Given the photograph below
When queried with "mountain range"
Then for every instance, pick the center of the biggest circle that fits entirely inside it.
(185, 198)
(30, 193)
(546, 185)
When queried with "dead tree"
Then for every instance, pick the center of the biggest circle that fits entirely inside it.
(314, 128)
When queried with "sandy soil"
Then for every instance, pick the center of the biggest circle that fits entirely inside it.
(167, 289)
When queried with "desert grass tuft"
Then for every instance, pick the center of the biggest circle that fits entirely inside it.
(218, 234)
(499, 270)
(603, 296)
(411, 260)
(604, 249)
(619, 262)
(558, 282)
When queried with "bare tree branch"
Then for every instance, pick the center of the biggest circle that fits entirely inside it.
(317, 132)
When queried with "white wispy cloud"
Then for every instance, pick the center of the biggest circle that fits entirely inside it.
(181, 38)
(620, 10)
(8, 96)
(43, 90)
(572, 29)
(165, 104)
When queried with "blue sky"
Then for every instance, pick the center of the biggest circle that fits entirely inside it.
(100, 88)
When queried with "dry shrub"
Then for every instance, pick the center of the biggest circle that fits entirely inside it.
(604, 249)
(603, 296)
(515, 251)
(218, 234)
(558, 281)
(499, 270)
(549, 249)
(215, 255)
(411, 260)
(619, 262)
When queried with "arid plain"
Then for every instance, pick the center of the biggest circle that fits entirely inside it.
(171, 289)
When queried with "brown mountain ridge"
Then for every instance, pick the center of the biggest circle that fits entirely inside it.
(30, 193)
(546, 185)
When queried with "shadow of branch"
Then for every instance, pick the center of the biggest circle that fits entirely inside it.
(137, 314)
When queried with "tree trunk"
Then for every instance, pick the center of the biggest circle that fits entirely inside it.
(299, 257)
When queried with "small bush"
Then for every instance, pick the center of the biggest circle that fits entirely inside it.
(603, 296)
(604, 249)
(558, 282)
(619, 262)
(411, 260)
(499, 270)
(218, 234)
------------------------------------------------
■ Set task ■
Write out the records above again, keeping each one identical to the original.

■ Correct output ■
Given the photograph below
When queried with "mountain range"
Then for every instance, pick the center of the biggest circle that fits entirely inside it.
(185, 198)
(30, 193)
(546, 185)
When queried with "dead tree"
Then for every instance, pick the center of the biggest circle that fits entirely inside it.
(314, 128)
When queried with "sandy soil"
Then for every instance, pick the center of the biggest circle that fits entirely inside it.
(167, 289)
When queried with "desert grass tuft"
Then for every instance, pick the center of the biggest circle that fits entirely inside it.
(218, 234)
(499, 270)
(603, 296)
(411, 260)
(604, 249)
(619, 262)
(558, 282)
When queried with "bare tree branch"
Then for every instance, pick the center of the biggest circle that fits entirely inside it.
(317, 132)
When queried with "white wispy cloud"
Then for every instance, pick the center of the biggest circle that fits entirely inside it.
(181, 38)
(620, 10)
(8, 96)
(43, 90)
(572, 29)
(165, 104)
When queried with "blue sky"
Then for every instance, pick the center of the biggest circle that fits entirely inside it.
(100, 88)
When queried with "dry shrub"
Then for every instance, pick the center of the biggest circle that fits entirely inside it.
(604, 249)
(603, 296)
(515, 251)
(218, 234)
(558, 281)
(499, 270)
(549, 249)
(215, 255)
(411, 260)
(619, 262)
When queried with "arid plain"
Then for every instance, pick the center of the biggest circle that fits entirely inside it.
(171, 289)
When queried with "brown mountain ridge"
Then for every instance, pick the center of the biggest circle that fits entirely inside it.
(30, 193)
(546, 185)
When queried with "shadow of branch"
Then for every instance, pick the center of the biggest circle that fits entirely inside it.
(137, 314)
When queried with "tree trunk"
Then for every instance, pick the center of the biggest circle that fits entirely inside it.
(299, 257)
When queried with "small bush"
Then for every instance, pick the center of the biggest circle that fits entirely inside it.
(603, 296)
(604, 249)
(558, 282)
(619, 262)
(411, 260)
(499, 270)
(218, 234)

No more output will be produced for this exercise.